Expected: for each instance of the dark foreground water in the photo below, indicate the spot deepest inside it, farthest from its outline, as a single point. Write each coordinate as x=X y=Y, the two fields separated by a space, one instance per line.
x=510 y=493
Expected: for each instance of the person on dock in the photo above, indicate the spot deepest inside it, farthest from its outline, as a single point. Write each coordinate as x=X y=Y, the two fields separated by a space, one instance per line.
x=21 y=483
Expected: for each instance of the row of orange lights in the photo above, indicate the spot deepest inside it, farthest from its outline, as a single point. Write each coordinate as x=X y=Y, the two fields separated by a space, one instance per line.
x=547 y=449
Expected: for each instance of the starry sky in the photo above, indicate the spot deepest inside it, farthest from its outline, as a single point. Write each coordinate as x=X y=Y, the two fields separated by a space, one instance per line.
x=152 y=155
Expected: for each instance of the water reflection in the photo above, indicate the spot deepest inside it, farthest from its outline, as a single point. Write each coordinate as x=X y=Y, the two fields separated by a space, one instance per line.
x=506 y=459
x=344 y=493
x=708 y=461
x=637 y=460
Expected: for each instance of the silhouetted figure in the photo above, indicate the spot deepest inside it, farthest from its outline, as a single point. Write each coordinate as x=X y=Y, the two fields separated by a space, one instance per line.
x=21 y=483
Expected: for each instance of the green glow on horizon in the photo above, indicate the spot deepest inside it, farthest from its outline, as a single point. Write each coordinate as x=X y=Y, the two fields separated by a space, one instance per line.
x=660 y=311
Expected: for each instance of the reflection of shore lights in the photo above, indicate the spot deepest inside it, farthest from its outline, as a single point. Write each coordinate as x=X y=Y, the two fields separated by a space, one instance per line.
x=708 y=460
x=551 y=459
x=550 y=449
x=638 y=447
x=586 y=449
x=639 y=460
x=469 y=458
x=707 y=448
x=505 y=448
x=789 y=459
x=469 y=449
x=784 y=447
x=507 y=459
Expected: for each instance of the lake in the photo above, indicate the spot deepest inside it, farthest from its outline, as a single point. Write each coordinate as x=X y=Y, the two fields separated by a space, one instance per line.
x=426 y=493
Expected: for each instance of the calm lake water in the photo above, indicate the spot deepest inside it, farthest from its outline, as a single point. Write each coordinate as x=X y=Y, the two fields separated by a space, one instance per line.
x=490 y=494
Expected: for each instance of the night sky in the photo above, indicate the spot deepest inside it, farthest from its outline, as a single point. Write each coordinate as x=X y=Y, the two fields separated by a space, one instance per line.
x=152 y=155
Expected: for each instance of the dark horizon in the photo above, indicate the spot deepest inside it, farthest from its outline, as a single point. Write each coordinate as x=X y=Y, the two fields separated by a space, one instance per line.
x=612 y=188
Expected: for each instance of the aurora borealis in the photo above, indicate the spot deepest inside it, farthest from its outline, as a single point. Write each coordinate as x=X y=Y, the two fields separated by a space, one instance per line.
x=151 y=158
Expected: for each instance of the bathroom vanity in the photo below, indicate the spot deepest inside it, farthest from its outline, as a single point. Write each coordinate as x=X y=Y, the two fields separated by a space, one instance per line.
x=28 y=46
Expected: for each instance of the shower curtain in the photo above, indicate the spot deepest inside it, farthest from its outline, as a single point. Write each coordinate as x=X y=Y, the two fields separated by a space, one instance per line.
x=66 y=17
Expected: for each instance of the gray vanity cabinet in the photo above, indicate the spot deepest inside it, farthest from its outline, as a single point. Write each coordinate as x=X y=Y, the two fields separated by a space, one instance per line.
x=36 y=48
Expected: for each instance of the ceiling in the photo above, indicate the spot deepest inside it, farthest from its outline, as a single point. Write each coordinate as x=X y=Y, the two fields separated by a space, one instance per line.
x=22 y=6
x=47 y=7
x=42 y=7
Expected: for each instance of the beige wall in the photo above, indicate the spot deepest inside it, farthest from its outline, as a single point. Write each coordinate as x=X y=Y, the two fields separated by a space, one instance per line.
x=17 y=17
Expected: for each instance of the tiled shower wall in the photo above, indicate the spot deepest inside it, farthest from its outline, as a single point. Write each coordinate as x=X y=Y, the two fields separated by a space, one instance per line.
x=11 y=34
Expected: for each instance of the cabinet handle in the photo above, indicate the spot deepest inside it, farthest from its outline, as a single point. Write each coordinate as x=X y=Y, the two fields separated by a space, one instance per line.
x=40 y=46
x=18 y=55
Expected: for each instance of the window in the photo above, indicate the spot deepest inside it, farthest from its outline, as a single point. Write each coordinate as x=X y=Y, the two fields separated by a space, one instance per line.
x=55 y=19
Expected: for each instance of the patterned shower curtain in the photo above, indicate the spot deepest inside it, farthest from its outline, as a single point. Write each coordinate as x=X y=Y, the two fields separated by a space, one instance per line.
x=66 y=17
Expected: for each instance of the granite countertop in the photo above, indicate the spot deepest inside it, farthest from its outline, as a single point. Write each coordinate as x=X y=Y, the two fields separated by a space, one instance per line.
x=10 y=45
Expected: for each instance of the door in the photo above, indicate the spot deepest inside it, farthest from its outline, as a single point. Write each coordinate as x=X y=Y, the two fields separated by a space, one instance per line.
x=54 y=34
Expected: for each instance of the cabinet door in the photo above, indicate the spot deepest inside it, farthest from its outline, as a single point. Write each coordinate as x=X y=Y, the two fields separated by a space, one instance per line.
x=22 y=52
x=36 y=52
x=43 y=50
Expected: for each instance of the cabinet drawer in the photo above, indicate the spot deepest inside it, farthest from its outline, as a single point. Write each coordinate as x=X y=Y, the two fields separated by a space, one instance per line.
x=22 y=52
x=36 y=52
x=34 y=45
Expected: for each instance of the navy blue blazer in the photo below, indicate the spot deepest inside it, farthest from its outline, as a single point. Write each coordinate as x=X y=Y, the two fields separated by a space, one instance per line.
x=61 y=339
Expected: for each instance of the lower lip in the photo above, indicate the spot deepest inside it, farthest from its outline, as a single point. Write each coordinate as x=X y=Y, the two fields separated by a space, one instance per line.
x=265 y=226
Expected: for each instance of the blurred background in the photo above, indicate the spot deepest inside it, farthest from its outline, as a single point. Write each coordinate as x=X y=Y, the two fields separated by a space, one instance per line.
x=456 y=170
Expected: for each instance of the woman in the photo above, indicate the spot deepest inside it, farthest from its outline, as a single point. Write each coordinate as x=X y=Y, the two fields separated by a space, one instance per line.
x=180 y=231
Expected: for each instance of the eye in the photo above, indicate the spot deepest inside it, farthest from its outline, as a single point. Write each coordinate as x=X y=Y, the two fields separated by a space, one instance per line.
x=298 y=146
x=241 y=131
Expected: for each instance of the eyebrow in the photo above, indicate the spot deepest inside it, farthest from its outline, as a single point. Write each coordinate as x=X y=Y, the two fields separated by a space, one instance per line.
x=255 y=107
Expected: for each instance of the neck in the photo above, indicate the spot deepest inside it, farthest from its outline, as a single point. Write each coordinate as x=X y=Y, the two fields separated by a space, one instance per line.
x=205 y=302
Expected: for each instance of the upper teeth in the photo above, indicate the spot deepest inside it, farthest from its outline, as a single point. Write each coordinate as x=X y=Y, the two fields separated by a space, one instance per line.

§ **Exercise prompt**:
Print all the data exactly.

§ **Result below**:
Expected: for each instance of the dark foreground water in the photo below, indicate the spot deepest inside it, farthest from its outline, as a single point. Write each coordinate as x=X y=Y, the two fields separated by a space, one instance per line.
x=510 y=493
Expected: for each instance of the person on dock in the photo above, indicate the spot deepest inside it, farthest from its outline, as a single point. Write each coordinate as x=X y=Y, the two fields separated by a space, one instance per line.
x=21 y=483
Expected: for each instance of the row of orange lights in the photo above, indicate the spot deepest inside it, farthest from its outline, as a single point. Write each coordinate as x=X y=Y, the two fields separated by a space, one instance per line.
x=547 y=449
Expected: for each instance of the starry sky in the photo above, indicate the spot deepest inside it, farthest from its outline, as a single point. Write each coordinate as x=X y=Y, the two fields separated by a space, one instance per line.
x=152 y=155
Expected: for each instance of the water reflection in the photo above, indicate the spot deepest inside it, farthest from its outline, as a single point. Write each coordinate as x=X y=Y, the two fields separated by a space, one instance per line.
x=506 y=459
x=344 y=493
x=708 y=461
x=637 y=460
Expected: for each instance of the silhouetted figure in the photo above, indicate the spot deepest inside it, farthest from its outline, as a single point. Write each coordinate as x=X y=Y, the two fields separated by a space, one instance per line.
x=21 y=483
Expected: for each instance of the green glow on horizon in the photo above, indicate the spot deepest inside it, farthest from its outline, as a single point. Write each coordinate as x=X y=Y, the two fields separated by a space, one instance per line.
x=660 y=311
Expected: for each instance of the reflection of shore lights in the photo above, indicate the spot deepest inside it, farthest from its outline, as a single point. Write each coordinate as x=X y=Y, the two fields separated by a space, one instance per line.
x=708 y=460
x=551 y=459
x=550 y=449
x=638 y=447
x=586 y=449
x=639 y=460
x=469 y=458
x=707 y=448
x=505 y=448
x=789 y=459
x=469 y=449
x=784 y=447
x=507 y=459
Expected: for each instance of the lake in the photo above, indicate the spot deepest inside it, farthest from its outline, as a single point. Write each coordinate as x=X y=Y, the two fields separated by a space, one instance per line.
x=426 y=493
Expected: for each instance of the calm lake water in the photo above, indicate the spot deepest inside it, farthest from its outline, as a single point. Write each coordinate as x=X y=Y, the two fields separated by a space, one instance per line.
x=490 y=494
Expected: for each instance of the night sky in the photo above, indicate the spot deepest inside it, farthest from its outline, as a single point. Write each coordinate as x=X y=Y, the two fields separated by a space, one instance per line.
x=152 y=155
Expected: for each instance of the dark horizon in the photo above, indicate the spot deepest inside it, farthest from its outline, as a single point. Write each coordinate as x=X y=Y, the two fields separated by a space, one instance per line.
x=612 y=188
Expected: for each instance of the aurora borealis in the photo above, indicate the spot deepest inside it, farthest from its outline, as a single point. Write each coordinate as x=X y=Y, the two fields separated by a space, one instance per line.
x=151 y=158
Expected: for each instance of the bathroom vanity in the photo below, indicate the spot deepest inside it, farthest from its outline, as a single point. Write each coordinate as x=X y=Y, the two fields separated by a space, one instance per line.
x=28 y=46
Expected: for each instance of the shower curtain in the photo above, indicate the spot deepest inside it, farthest from its outline, as a single point. Write each coordinate as x=X y=Y, the two fields separated by a space, one instance per line.
x=66 y=17
Expected: for each instance of the gray vanity cabinet in the photo above, indicate the spot deepest inside it, farthest from its outline, as a single point. Write each coordinate as x=X y=Y, the two fields separated by a space, one instance per line.
x=36 y=48
Expected: for each instance of the ceiling in the photo above, indicate the spot deepest inside it, farthest from its outline, as a single point. Write each coordinate as x=X y=Y, the two fields separated by a space, one instance per line.
x=22 y=6
x=47 y=7
x=42 y=7
Expected: for each instance of the beige wall in the photo above, indicate the spot deepest inside it, farthest from its outline, as a single point. Write each coordinate as x=X y=Y, the two fields separated by a space, one instance per line.
x=17 y=17
Expected: for each instance of the tiled shower wall in the photo above, indicate the spot deepest inside it, farthest from its outline, as a single point. Write each coordinate as x=X y=Y, the two fields separated by a space, one instance per line.
x=11 y=34
Expected: for each instance of the cabinet handle in the photo above, indicate the spot deepest inside it, farthest from its outline, as a single point. Write each coordinate as x=X y=Y, the two fields separated by a space, one instance per line.
x=40 y=46
x=18 y=55
Expected: for each instance of the window in the photo above, indicate the spot deepest inside it, farthest from its outline, as a single point. Write each coordinate as x=X y=Y, the two fields separated by a space, one instance per line.
x=55 y=19
Expected: for each instance of the patterned shower curtain in the photo above, indicate the spot deepest inside it, farthest from its outline, as a single point. Write each coordinate as x=X y=Y, the two fields separated by a space, one instance per line.
x=66 y=17
Expected: for each instance of the granite countertop in the photo above, indicate the spot deepest inside it, farthest from its outline, as a single point. Write each coordinate as x=X y=Y, the two fields separated by a space, one instance per line.
x=10 y=45
Expected: for each instance of the door in the photo above, indicate the spot deepest inside it, farthest from its outline, as a single point. Write each coordinate as x=X y=Y, the two fields separated by a space, one instance per line.
x=54 y=34
Expected: for each instance of the cabinet door in the photo above, indicate the spot deepest inside it, farthest from its outline, as a single point. Write each coordinate as x=X y=Y, the two fields separated by a space, one instance per line.
x=22 y=52
x=36 y=52
x=43 y=50
Expected: for each instance of the cabinet drawer in the photo above, indicate the spot deepest inside it, farthest from its outline, as a single point. Write each coordinate as x=X y=Y, the two fields separated by a space, one instance per line.
x=22 y=52
x=36 y=52
x=34 y=45
Expected: for each instance of the navy blue blazer in the photo below, indicate the spot deepest inside it, farthest from its outline, as a single point. Write each coordinate as x=X y=Y, the two fields separated by a space, one instance per line.
x=61 y=339
Expected: for each instance of the lower lip in the photo above, indicate the spot deepest inside it, farthest from its outline, as a single point. Write each coordinate as x=X y=Y, the two fields separated by a space, one instance per line.
x=265 y=226
Expected: for each instance of the blurred background in the photo above, indicate the spot deepest inside it, farthest from its outline, as a single point. Write each coordinate as x=X y=Y, the two fields separated by a space, one instance per line.
x=456 y=170
Expected: for each instance of the woman in the photo above, indicate the spot deepest inside it, farthest from its outline, as a single point. Write each coordinate as x=X y=Y, the two fields separated by a space, one instance per line.
x=180 y=231
Expected: for each instance of the eye in the photo above, indicate the spot deepest inside it, farthest from its outline, as a single point. Write each coordinate as x=X y=Y, the two fields separated by a space, one instance per line.
x=298 y=146
x=241 y=131
Expected: for each instance of the eyebrow in the photo above, indicate the spot deepest inside it, farthest from its outline, as a single point. Write each coordinate as x=X y=Y, the two fields separated by a space, one instance per line.
x=255 y=107
Expected: for each instance of the neck in the photo above, indicate the spot deepest inside it, farthest from its outline, as a single point. Write each coordinate as x=X y=Y, the two fields separated by a space, one instance per line.
x=205 y=302
Expected: for each instance of the upper teeth in the photo above, indicate the spot deepest inside it, farthest from its outline, as a single point. Write each coordinate as x=X y=Y, the two fields separated by a space, one instance per line.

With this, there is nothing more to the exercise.